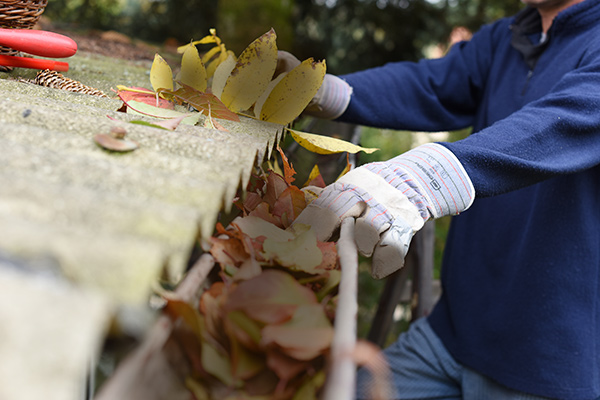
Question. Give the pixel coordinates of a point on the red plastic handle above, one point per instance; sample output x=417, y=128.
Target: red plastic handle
x=34, y=63
x=39, y=43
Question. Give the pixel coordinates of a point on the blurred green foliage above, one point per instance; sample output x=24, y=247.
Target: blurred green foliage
x=349, y=34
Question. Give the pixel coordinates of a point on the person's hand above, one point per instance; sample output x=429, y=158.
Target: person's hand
x=391, y=201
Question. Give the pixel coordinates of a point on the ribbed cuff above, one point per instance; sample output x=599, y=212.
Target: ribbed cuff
x=441, y=178
x=331, y=100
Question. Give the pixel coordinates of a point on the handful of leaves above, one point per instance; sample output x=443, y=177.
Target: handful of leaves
x=220, y=85
x=263, y=331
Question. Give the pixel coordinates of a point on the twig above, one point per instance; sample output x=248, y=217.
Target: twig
x=342, y=374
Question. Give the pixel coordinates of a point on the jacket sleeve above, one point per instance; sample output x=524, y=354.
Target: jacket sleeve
x=558, y=134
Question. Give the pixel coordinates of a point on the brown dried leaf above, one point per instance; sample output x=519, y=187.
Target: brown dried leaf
x=270, y=298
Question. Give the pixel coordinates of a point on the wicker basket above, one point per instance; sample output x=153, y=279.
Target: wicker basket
x=22, y=14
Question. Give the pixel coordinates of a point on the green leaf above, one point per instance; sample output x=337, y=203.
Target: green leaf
x=325, y=144
x=135, y=107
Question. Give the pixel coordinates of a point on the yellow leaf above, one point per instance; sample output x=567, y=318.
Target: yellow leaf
x=206, y=57
x=134, y=90
x=252, y=73
x=313, y=174
x=161, y=75
x=325, y=144
x=291, y=96
x=263, y=97
x=212, y=38
x=193, y=72
x=221, y=74
x=214, y=64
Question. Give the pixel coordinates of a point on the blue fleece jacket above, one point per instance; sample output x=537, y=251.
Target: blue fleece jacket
x=521, y=270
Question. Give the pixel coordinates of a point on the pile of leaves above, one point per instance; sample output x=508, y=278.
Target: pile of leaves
x=217, y=84
x=264, y=329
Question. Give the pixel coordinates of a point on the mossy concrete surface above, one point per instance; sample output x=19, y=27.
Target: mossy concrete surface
x=106, y=224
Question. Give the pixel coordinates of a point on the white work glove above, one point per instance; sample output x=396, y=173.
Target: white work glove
x=392, y=200
x=331, y=99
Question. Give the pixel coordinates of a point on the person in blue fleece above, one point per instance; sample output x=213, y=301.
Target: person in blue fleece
x=519, y=316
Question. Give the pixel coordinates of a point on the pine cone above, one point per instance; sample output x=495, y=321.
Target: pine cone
x=56, y=80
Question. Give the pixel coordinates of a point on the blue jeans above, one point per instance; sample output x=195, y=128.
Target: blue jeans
x=422, y=369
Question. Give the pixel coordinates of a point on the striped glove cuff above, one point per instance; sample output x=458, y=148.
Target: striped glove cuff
x=435, y=173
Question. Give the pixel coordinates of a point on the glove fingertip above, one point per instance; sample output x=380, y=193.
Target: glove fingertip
x=387, y=260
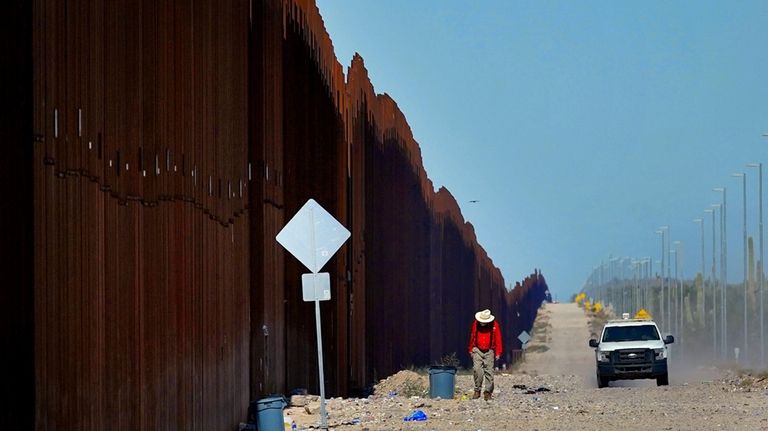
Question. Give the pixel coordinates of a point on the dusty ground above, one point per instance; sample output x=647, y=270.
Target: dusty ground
x=555, y=390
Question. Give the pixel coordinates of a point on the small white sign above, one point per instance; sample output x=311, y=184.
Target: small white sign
x=313, y=236
x=523, y=337
x=316, y=286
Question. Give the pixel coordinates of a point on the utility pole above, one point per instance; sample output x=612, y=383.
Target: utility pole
x=702, y=312
x=743, y=177
x=724, y=271
x=760, y=273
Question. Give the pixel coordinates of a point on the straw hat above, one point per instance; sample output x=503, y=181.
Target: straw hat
x=484, y=316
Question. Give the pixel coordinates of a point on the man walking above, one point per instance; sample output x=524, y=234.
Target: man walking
x=484, y=347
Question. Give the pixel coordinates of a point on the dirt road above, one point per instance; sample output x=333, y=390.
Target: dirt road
x=555, y=390
x=568, y=352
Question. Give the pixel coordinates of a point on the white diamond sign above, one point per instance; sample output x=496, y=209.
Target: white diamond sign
x=313, y=236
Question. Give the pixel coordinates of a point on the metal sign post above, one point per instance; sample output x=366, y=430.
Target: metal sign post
x=318, y=325
x=325, y=235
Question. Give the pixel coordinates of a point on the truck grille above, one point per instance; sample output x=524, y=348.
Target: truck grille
x=632, y=356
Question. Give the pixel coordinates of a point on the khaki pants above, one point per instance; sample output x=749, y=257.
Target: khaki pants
x=482, y=365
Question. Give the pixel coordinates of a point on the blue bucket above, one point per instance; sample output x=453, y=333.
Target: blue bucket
x=442, y=382
x=269, y=413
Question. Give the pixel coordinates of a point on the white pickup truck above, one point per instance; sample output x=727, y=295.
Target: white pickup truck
x=631, y=349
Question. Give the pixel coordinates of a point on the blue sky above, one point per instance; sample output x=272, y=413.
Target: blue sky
x=579, y=126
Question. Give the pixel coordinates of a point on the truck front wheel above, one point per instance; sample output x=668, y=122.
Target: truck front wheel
x=602, y=382
x=662, y=380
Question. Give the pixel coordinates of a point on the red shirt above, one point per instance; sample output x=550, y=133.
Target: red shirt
x=485, y=338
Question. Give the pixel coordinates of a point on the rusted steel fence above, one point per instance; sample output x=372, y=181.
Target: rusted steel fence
x=171, y=142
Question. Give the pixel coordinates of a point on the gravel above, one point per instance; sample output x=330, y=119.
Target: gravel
x=563, y=398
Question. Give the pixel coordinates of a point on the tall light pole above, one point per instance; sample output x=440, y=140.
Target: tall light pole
x=700, y=310
x=723, y=272
x=743, y=177
x=760, y=273
x=663, y=230
x=679, y=280
x=713, y=281
x=672, y=288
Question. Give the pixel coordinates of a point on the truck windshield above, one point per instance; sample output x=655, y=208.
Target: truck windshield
x=630, y=333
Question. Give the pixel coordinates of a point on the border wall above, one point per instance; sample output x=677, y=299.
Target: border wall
x=158, y=149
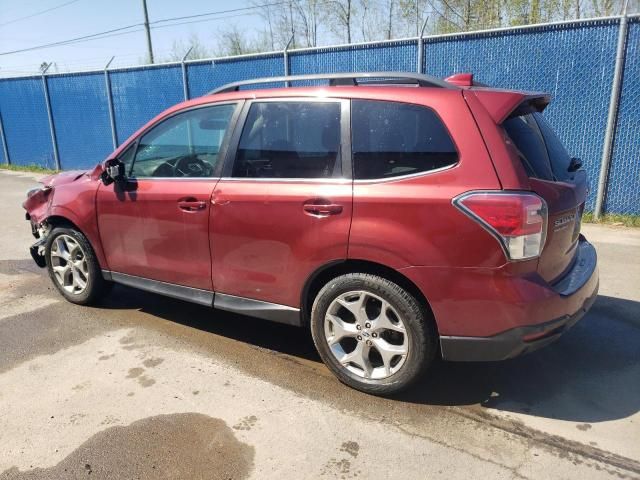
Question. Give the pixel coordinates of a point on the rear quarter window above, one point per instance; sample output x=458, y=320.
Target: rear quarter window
x=542, y=153
x=391, y=139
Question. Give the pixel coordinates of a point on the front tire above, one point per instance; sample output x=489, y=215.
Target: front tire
x=372, y=334
x=73, y=267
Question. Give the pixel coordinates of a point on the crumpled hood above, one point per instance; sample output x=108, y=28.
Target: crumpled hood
x=62, y=178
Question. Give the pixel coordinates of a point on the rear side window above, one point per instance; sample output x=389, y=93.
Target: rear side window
x=290, y=140
x=558, y=155
x=390, y=139
x=539, y=148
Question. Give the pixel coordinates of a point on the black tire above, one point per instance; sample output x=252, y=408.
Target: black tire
x=418, y=325
x=96, y=285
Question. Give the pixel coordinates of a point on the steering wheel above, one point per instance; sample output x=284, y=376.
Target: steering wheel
x=192, y=166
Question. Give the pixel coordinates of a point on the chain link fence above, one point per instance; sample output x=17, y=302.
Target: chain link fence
x=574, y=61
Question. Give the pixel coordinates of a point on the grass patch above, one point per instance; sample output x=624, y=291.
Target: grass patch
x=617, y=219
x=26, y=168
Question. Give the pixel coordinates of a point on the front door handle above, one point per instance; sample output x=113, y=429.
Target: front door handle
x=191, y=205
x=322, y=209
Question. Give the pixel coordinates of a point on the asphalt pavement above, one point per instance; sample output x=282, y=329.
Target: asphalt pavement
x=149, y=387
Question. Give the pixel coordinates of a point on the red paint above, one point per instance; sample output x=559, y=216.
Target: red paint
x=264, y=239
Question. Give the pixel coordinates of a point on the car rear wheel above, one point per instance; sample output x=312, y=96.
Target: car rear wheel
x=73, y=267
x=374, y=335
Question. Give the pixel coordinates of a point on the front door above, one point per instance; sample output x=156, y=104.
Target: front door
x=157, y=225
x=283, y=206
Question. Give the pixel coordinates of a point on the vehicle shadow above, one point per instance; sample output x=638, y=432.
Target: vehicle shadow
x=590, y=375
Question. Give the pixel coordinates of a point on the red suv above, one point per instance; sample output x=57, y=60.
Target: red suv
x=396, y=215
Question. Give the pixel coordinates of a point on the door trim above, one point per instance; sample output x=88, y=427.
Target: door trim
x=230, y=303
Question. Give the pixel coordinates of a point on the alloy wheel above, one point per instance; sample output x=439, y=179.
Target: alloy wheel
x=366, y=335
x=69, y=264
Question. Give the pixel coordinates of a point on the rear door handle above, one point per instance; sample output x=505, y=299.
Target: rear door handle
x=322, y=210
x=191, y=205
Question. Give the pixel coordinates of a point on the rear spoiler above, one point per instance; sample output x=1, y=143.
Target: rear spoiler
x=502, y=104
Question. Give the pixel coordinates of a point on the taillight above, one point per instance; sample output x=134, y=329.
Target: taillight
x=517, y=220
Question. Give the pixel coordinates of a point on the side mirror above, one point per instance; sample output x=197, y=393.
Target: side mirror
x=114, y=171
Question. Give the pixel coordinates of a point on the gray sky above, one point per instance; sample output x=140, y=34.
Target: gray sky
x=84, y=17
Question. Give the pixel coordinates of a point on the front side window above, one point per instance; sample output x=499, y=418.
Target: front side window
x=184, y=145
x=290, y=140
x=391, y=139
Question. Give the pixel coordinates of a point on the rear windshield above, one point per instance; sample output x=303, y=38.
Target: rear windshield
x=540, y=150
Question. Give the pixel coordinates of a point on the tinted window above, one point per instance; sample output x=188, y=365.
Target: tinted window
x=184, y=145
x=290, y=140
x=390, y=139
x=126, y=157
x=527, y=138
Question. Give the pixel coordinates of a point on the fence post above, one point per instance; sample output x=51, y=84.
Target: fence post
x=285, y=55
x=52, y=129
x=5, y=147
x=185, y=80
x=421, y=47
x=612, y=119
x=112, y=119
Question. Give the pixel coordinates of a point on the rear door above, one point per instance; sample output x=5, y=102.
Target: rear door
x=549, y=166
x=283, y=206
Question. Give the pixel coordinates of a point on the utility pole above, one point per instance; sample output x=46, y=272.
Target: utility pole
x=148, y=30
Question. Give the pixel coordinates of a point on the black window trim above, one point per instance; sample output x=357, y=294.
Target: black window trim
x=408, y=175
x=224, y=146
x=345, y=141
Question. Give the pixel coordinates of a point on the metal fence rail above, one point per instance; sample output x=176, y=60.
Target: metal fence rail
x=90, y=112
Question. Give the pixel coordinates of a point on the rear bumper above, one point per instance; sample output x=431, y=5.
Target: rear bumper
x=511, y=343
x=576, y=291
x=494, y=314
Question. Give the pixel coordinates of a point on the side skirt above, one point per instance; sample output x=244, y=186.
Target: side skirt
x=257, y=308
x=230, y=303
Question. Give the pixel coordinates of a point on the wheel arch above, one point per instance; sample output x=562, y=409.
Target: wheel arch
x=331, y=270
x=60, y=218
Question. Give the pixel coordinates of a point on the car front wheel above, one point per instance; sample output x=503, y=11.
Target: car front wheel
x=374, y=335
x=73, y=267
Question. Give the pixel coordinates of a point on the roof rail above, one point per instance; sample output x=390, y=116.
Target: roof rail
x=335, y=79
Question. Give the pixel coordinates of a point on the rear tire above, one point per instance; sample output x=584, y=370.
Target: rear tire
x=372, y=334
x=73, y=267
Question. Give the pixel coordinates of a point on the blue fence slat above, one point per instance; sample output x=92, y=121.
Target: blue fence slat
x=199, y=78
x=574, y=64
x=623, y=192
x=141, y=94
x=83, y=134
x=24, y=117
x=393, y=56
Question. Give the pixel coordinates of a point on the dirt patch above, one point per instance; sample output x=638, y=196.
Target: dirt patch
x=186, y=445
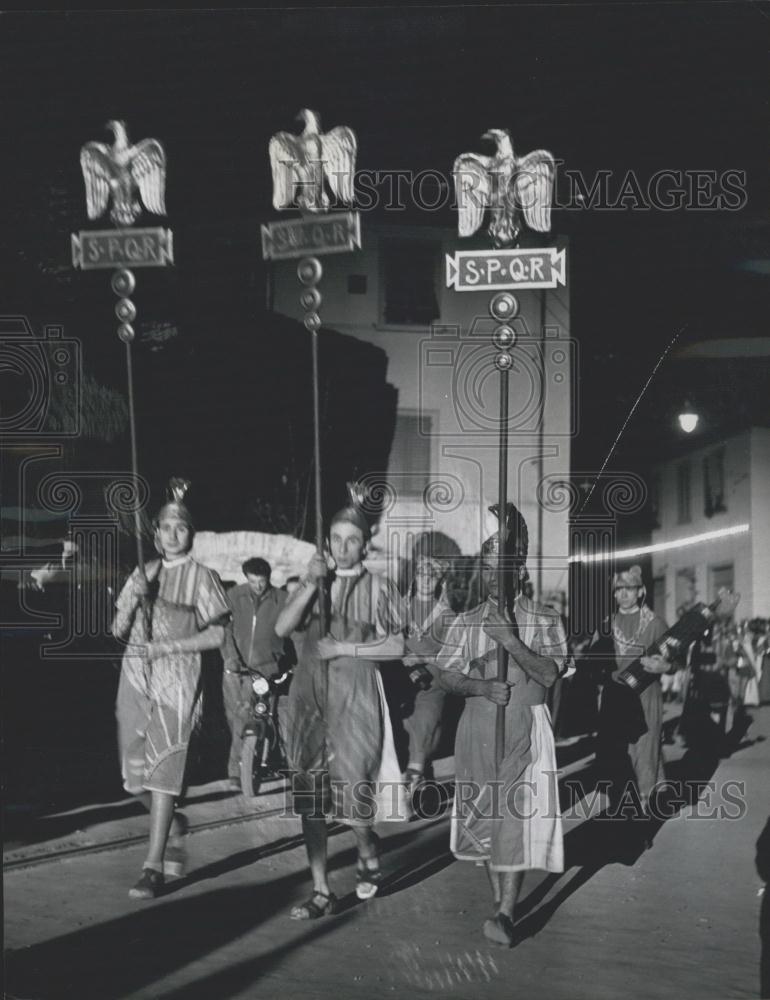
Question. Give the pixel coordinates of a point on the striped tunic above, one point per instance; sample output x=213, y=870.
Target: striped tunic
x=339, y=737
x=508, y=816
x=159, y=702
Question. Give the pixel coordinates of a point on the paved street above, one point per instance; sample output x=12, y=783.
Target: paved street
x=680, y=919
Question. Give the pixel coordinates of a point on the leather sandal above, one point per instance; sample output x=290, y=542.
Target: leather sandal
x=368, y=879
x=149, y=885
x=312, y=909
x=499, y=930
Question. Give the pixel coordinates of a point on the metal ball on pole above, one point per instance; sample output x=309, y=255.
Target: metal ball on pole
x=502, y=307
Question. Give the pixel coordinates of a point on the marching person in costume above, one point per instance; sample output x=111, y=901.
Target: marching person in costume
x=634, y=627
x=339, y=740
x=159, y=694
x=506, y=814
x=426, y=614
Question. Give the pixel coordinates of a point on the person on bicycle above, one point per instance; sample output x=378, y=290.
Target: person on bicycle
x=250, y=645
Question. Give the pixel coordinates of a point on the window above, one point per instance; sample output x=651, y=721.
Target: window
x=685, y=590
x=410, y=271
x=659, y=596
x=655, y=495
x=683, y=493
x=410, y=454
x=714, y=483
x=720, y=576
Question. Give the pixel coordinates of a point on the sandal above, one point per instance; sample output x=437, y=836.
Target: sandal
x=149, y=886
x=499, y=930
x=312, y=909
x=368, y=879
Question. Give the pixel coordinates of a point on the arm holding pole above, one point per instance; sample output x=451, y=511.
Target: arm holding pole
x=295, y=608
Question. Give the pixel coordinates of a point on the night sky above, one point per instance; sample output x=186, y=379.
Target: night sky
x=605, y=87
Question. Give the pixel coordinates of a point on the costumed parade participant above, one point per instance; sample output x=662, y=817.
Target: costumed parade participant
x=250, y=645
x=339, y=740
x=506, y=813
x=159, y=694
x=426, y=615
x=629, y=723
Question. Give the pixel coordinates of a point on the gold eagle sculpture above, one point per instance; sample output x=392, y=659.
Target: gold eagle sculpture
x=512, y=188
x=120, y=171
x=302, y=164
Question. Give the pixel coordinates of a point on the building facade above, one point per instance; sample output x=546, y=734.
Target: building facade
x=443, y=467
x=712, y=508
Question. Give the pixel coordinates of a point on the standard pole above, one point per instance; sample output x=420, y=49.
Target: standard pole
x=135, y=472
x=502, y=656
x=317, y=464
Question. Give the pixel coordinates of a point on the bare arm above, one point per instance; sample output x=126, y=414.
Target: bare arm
x=135, y=588
x=292, y=613
x=210, y=638
x=542, y=669
x=498, y=692
x=389, y=647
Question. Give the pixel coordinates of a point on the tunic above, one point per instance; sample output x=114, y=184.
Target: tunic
x=339, y=738
x=425, y=637
x=159, y=702
x=509, y=815
x=632, y=635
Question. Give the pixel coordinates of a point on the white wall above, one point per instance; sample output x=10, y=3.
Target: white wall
x=760, y=520
x=747, y=500
x=447, y=372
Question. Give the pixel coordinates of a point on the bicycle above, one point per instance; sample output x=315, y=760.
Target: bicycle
x=261, y=739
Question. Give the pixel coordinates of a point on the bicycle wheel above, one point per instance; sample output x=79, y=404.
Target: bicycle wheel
x=253, y=759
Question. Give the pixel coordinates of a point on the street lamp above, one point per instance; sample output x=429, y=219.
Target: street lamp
x=688, y=418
########################################
◆ **Task goal**
Please print the lines exactly, from the top of the material through the line with "Question. Give the pixel coordinates of a point on the twig", and omit the pictures.

◆ **Output**
Question. Give the pixel coordinates of a point on the red plastic handle above, one point per instance; sample output x=417, y=128.
Target: red plastic handle
x=34, y=63
x=39, y=43
Question. Give the pixel coordinates of a point on the blurred green foliage above, one point per instance; sample output x=24, y=247.
Target: blurred green foliage
x=349, y=34
Question. Give the pixel coordinates of a point on the person's hand above, one point per instance; sample output x=429, y=158.
Target: person's hand
x=391, y=201
Question. Give the pixel coordinates of a point on the ribbed cuff above, one point per instance; sample output x=599, y=212.
Target: ribbed cuff
x=441, y=178
x=331, y=100
Question. Give the pixel coordinates of a point on the handful of leaves above, one point per instance; sample output x=443, y=177.
Target: handful of leaves
x=220, y=85
x=263, y=331
Question. Give the pixel coordinates of a point on the twig above, one point per instance; sample output x=248, y=217.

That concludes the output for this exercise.